Work order
Your answer is the listing, printed exactly as given.

Extracted data
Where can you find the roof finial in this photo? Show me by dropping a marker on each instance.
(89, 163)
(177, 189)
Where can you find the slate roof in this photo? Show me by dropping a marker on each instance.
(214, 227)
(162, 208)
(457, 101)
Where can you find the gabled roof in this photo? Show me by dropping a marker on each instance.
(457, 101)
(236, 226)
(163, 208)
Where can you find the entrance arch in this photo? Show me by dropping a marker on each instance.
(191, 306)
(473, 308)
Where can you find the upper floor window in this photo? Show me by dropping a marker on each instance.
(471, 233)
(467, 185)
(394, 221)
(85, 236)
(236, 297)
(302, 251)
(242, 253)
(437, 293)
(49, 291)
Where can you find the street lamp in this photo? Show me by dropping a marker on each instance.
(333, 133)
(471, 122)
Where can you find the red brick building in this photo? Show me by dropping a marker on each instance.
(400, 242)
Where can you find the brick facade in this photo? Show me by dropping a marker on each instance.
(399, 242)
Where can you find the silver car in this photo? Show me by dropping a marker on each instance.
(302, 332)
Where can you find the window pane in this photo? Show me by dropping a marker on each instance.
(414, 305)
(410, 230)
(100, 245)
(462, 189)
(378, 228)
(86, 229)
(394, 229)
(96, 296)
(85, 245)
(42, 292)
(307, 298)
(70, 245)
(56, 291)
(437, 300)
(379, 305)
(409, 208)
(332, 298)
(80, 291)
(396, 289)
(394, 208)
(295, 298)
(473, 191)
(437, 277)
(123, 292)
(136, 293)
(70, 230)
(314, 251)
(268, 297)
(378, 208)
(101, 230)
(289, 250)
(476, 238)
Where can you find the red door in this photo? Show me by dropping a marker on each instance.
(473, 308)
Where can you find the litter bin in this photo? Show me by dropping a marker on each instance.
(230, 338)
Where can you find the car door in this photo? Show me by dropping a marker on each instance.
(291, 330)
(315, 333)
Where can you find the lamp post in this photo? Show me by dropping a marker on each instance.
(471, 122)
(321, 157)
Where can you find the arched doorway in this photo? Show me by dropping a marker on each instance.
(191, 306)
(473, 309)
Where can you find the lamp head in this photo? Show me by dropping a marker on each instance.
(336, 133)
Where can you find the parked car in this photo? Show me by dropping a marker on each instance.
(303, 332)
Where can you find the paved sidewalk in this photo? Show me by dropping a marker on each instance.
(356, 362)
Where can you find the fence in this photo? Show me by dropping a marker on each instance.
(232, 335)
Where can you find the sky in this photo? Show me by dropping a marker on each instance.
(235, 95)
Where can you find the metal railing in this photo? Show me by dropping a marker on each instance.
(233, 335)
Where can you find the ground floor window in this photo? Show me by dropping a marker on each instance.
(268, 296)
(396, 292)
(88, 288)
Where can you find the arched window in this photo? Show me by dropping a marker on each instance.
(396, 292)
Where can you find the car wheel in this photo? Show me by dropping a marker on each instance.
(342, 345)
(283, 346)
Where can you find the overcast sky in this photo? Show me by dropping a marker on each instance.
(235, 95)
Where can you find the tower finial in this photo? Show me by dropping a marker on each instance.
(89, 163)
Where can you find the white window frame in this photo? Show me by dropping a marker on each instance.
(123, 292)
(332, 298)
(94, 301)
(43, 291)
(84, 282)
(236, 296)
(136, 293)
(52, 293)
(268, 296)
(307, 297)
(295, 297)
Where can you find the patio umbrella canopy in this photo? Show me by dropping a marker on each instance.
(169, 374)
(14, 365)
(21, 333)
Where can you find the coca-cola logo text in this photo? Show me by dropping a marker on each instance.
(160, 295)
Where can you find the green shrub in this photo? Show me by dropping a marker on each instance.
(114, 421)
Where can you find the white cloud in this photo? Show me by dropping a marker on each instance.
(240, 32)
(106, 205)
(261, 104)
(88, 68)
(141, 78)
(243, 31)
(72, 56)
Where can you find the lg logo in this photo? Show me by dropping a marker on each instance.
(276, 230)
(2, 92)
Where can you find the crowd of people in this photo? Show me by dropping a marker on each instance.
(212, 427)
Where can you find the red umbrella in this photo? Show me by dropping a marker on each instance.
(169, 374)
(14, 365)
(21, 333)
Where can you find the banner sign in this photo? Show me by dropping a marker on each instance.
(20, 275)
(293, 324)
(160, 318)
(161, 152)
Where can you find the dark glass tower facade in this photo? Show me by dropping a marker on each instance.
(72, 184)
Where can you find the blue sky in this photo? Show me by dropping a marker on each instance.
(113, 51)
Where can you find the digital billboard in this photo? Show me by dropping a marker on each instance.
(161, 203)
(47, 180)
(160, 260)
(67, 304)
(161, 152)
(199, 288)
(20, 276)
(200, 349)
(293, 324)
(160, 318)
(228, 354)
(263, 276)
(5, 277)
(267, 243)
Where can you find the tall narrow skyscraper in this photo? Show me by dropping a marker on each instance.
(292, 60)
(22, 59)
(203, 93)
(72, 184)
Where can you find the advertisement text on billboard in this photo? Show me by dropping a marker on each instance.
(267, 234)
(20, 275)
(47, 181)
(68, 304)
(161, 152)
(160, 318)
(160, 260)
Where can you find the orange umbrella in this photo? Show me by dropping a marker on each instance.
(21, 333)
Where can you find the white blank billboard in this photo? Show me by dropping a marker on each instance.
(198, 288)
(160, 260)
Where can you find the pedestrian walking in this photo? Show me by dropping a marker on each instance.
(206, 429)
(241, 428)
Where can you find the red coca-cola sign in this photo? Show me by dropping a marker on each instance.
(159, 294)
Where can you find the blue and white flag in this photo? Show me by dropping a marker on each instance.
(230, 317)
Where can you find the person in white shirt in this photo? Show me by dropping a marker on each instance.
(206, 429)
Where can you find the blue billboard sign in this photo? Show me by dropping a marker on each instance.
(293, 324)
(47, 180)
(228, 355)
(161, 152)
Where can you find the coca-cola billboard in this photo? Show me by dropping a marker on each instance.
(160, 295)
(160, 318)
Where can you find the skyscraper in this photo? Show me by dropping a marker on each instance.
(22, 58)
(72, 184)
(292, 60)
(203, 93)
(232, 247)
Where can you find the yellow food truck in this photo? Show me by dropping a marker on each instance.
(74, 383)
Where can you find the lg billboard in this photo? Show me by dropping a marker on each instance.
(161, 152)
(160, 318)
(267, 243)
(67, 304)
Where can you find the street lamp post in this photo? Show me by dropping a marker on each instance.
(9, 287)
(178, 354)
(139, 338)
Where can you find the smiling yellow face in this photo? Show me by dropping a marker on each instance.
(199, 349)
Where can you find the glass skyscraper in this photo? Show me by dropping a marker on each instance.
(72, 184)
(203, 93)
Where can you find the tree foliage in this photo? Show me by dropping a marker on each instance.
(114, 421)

Exercise solution
Where can you find the roof finial in this photo? Show me by dropping a marker on each instance.
(89, 163)
(177, 189)
Where can you find the slate roof in this photo? Show me by dropping a marker on each instance.
(214, 227)
(162, 208)
(457, 101)
Where can you find the gabled roof in this photo? Show me by dropping a marker on each instance.
(457, 101)
(236, 226)
(163, 208)
Where can you find the entrance arch in this photo? Show me by dropping a marker on each instance.
(191, 306)
(473, 308)
Where can you find the upper floor window in this photo? Show me by dropping a marker on each instance.
(471, 233)
(467, 185)
(394, 221)
(85, 236)
(236, 297)
(302, 251)
(242, 253)
(437, 293)
(49, 291)
Where can you find the street lamp in this photo? Show me by dropping a marker on each instance.
(333, 133)
(471, 122)
Where can you find the red brick building in this photo? Show me by dropping a marker on each instance.
(400, 242)
Where can you find the brick facade in this photo? Show me by dropping a marker on each instance.
(399, 242)
Where can you find the silver car in this photo? Show me by dropping a marker on each instance.
(302, 332)
Where can you find the window pane in this photo? Show me by dropping a marker on each instance.
(414, 305)
(410, 230)
(100, 245)
(462, 189)
(378, 228)
(86, 229)
(394, 229)
(96, 296)
(85, 245)
(42, 292)
(307, 298)
(70, 245)
(56, 291)
(437, 300)
(379, 305)
(409, 208)
(332, 298)
(80, 291)
(396, 289)
(394, 208)
(295, 298)
(473, 191)
(437, 277)
(123, 292)
(136, 293)
(70, 230)
(314, 251)
(268, 297)
(378, 208)
(101, 230)
(289, 250)
(476, 238)
Where can you find the red door in this photo? Show me by dropping a marker on each instance.
(473, 308)
Where can you find the litter bin in this photo? Show me by dropping a marker on each instance.
(230, 338)
Where can you find the car door in this photo? Show me by dropping a marker on each instance.
(291, 330)
(315, 333)
Where can you find the lamp post in this photo? Show me by dropping a marker on each instance.
(471, 122)
(321, 157)
Where can you find the arched doorway in this photo? Show me by dropping a marker on each instance.
(191, 306)
(473, 309)
Where can you find the lamp head in this photo? Show me by dropping a marker on each instance.
(336, 133)
Where can you find the parked car in this photo? Show me by dropping a marker on each instance.
(303, 332)
Where can you find the paved sidewalk in this photo? Show me by dropping a marker on each instance.
(356, 362)
Where can you find the fence in this photo? Show me by dropping a marker on each instance.
(232, 335)
Where can you find the sky in this photo? Show me by dropping a marker on each instance.
(235, 95)
Where can you find the metal railing in this photo? Show me by dropping a marker on each instance.
(233, 335)
Where can you find the ground floor window in this photo? Show me by dropping a marker on each instance.
(268, 296)
(396, 292)
(88, 288)
Where can you find the arched window in this photo? Show me by dropping a marker on each instance.
(396, 292)
Where can you find the car wheel in this photo? Show me by dropping a marker on each instance.
(342, 345)
(283, 346)
Where can you find the overcast sky in this photo? Show me by dropping a marker on each instance.
(235, 95)
Where can you find the tower finial in this photo? Show me by dropping a marker on each instance.
(89, 163)
Where can you find the white window frame in this photo? Show me by dropping a marker on each instance.
(123, 292)
(332, 298)
(94, 301)
(43, 291)
(84, 282)
(236, 296)
(136, 293)
(52, 293)
(268, 296)
(307, 297)
(295, 297)
Where can you find the patio umbrella canopy in this photo? Show me by dropping a marker on each instance.
(169, 374)
(14, 365)
(21, 333)
Where can you find the coca-cola logo text in this photo? Show me by dropping a marker on each instance.
(160, 295)
Where can you find the green shrub in this photo? Show me by dropping a marker on each instance.
(114, 421)
Where can you find the white cloud in this photo? Show me by dropping a marker on each instance.
(240, 32)
(106, 205)
(261, 104)
(88, 68)
(141, 78)
(243, 31)
(72, 56)
Where can you find the lg logo in this photo? Show me by dropping a marker on each instance.
(276, 230)
(2, 92)
Where can you find the crowd of people in this photo? Show me by dropping a marker on each instance.
(212, 427)
Where can you find the red umbrella in this photo? Show me by dropping a marker on each instance.
(169, 374)
(14, 365)
(21, 333)
Where can you find the banner sign in this photo? Show me by dropping a marker on each instance.
(20, 275)
(293, 324)
(160, 318)
(161, 152)
Where can you find the dark glass tower facade in this photo? Show me by dropping a marker on each instance.
(72, 184)
Where can you find the blue sky in this photo? Show me by dropping a marker on each instance.
(113, 51)
Where can you find the digital billboard in this photo? Show me by dropping a marker on each instance.
(161, 203)
(47, 180)
(160, 260)
(67, 304)
(161, 152)
(199, 288)
(20, 276)
(200, 349)
(293, 324)
(160, 318)
(228, 354)
(263, 276)
(5, 277)
(267, 243)
Where can you find the tall narrow skyscraper in this photo? Show me by dropping a marker on each instance.
(292, 60)
(22, 59)
(203, 93)
(72, 184)
Where can you find the advertisement text on billboard in this photo? Show me by dropping a marker on each instance.
(267, 234)
(20, 275)
(47, 181)
(68, 304)
(161, 152)
(160, 318)
(160, 260)
Where can you find the orange umbrella in this photo? Show me by dropping a marker on each instance.
(21, 333)
Where can you find the white blank billboard in this photo? Show me by dropping a marker on each instance.
(198, 288)
(160, 260)
Where can you find the pedestrian walking in this photo? Show me by dropping a marker on each instance.
(206, 429)
(241, 428)
Where can you find the red coca-cola sign in this photo? Show me by dropping a marker on each instance.
(159, 294)
Where can you find the blue and white flag in this photo? Show me by dropping a marker on each instance.
(230, 317)
Where can you find the person in white shirt in this photo? Show me by dropping a marker on each instance.
(206, 429)
Where can you find the blue billboard sign in this photo? Show me by dropping a marker on each instance.
(293, 324)
(47, 180)
(228, 355)
(161, 152)
Where can you find the coca-cola billboard in this photo? Show me by dropping a marker on each instance.
(160, 295)
(160, 318)
Where can you find the skyscraper in this photo? Show me by dropping a marker on each instance.
(22, 58)
(72, 184)
(292, 60)
(203, 93)
(232, 247)
Where can you find the yellow food truck in this photo? Show me by dropping a marker on each instance.
(74, 383)
Where can you find the lg billboard in this photo? Show me by dropping a marker on each instance.
(161, 152)
(160, 318)
(267, 243)
(67, 304)
Where can you find the street lamp post in this photo? Show me by dropping a marker on each instance.
(9, 287)
(178, 354)
(139, 338)
Where can you find the smiling yellow face in this photo? Show me by dropping a marker on each instance.
(199, 349)
Where can you find the glass skyscraper in this photo? Show me by dropping a marker on each instance.
(72, 184)
(203, 93)
Where can you find the tree foliage in this photo? Show me by dropping a marker on each instance.
(114, 421)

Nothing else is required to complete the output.